• [Exercise objective]: From the data below, repeat exactly the lines from the line with "positive clicks: (1109, 76)" to the line with "positive clicks: (753, 485)", both included.

Saved entries
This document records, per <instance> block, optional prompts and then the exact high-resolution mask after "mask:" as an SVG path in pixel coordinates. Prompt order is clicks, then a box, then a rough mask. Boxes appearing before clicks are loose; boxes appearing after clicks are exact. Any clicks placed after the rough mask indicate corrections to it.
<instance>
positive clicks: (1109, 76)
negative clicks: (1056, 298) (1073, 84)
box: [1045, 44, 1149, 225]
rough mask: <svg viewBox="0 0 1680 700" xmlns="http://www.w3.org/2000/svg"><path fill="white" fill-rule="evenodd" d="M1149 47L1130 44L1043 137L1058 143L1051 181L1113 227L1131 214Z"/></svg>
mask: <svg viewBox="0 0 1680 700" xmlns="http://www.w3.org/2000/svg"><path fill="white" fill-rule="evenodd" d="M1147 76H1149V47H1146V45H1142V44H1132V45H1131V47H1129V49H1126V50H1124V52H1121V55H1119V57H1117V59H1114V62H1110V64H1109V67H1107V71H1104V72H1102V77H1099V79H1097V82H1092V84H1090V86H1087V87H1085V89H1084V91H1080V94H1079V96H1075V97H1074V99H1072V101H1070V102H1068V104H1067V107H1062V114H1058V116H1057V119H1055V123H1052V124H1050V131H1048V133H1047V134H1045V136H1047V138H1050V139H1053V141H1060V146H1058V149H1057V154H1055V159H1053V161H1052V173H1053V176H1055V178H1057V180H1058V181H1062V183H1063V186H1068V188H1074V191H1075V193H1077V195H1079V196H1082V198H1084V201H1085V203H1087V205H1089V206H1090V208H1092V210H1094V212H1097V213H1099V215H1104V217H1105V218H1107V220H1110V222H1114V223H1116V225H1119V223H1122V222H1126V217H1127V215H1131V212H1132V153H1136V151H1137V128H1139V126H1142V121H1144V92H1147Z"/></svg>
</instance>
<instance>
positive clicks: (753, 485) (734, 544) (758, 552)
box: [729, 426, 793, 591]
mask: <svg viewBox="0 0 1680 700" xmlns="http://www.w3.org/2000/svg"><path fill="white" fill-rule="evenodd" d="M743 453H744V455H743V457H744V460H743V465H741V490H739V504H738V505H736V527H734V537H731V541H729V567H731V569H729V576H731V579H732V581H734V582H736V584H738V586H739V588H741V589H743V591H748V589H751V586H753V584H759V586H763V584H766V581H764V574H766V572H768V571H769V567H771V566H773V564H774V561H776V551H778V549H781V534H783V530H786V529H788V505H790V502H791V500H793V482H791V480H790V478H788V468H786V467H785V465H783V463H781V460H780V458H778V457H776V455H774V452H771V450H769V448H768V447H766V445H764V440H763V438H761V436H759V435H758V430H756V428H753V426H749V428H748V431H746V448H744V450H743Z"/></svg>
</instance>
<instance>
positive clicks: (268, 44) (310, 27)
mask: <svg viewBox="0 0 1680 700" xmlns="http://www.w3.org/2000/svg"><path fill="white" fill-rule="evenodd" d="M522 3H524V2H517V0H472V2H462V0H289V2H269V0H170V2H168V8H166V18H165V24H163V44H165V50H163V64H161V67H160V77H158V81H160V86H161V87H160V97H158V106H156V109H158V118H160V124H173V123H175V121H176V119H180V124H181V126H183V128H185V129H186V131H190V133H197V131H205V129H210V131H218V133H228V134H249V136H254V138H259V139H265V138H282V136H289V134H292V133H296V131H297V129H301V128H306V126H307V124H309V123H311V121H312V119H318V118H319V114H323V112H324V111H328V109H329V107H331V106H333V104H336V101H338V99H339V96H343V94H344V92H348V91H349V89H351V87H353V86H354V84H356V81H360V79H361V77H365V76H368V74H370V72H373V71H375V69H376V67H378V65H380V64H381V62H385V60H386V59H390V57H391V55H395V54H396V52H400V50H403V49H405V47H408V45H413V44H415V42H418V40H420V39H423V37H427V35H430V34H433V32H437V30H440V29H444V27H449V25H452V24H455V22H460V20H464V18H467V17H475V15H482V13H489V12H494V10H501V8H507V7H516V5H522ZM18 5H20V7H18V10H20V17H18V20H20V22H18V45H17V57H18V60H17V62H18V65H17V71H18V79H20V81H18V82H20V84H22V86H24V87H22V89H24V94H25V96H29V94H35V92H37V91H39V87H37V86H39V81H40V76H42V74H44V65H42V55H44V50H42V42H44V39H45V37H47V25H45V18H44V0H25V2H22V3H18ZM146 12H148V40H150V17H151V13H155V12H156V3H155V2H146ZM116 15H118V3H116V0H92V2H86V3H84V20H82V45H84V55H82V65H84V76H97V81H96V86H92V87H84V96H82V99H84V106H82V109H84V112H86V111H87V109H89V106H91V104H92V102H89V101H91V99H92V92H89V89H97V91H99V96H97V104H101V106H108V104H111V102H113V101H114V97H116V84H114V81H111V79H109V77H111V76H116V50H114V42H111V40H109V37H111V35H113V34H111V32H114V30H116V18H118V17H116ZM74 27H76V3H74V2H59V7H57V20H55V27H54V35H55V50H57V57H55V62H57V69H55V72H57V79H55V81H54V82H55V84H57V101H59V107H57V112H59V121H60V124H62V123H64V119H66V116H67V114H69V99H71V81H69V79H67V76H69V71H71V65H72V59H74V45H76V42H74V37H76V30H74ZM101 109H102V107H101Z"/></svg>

• [Problem solution]:
positive clicks: (1109, 76)
negative clicks: (1056, 298) (1073, 84)
box: [1045, 44, 1149, 225]
rough mask: <svg viewBox="0 0 1680 700" xmlns="http://www.w3.org/2000/svg"><path fill="white" fill-rule="evenodd" d="M1149 47L1130 44L1043 137L1058 143L1051 181L1113 227L1131 214Z"/></svg>
mask: <svg viewBox="0 0 1680 700" xmlns="http://www.w3.org/2000/svg"><path fill="white" fill-rule="evenodd" d="M1147 76H1149V47H1146V45H1142V44H1132V45H1131V47H1129V49H1126V50H1124V52H1121V55H1119V57H1117V59H1114V62H1110V64H1109V67H1107V71H1104V72H1102V77H1099V79H1097V82H1092V84H1090V86H1087V87H1085V89H1084V91H1080V94H1079V96H1075V97H1074V99H1072V101H1070V102H1068V104H1067V107H1062V114H1058V116H1057V119H1055V123H1052V124H1050V131H1048V133H1047V134H1045V136H1047V138H1050V139H1053V141H1060V146H1058V149H1057V154H1055V159H1053V161H1052V173H1053V176H1055V178H1057V180H1058V181H1062V183H1063V186H1068V188H1074V191H1075V193H1077V195H1079V196H1082V198H1084V201H1085V203H1087V205H1089V206H1090V208H1092V210H1094V212H1097V213H1099V215H1104V217H1105V218H1107V220H1110V222H1114V223H1116V225H1119V223H1122V222H1126V217H1127V215H1131V212H1132V153H1136V151H1137V128H1139V126H1142V121H1144V92H1147Z"/></svg>
</instance>
<instance>
positive clicks: (753, 485) (734, 544) (758, 552)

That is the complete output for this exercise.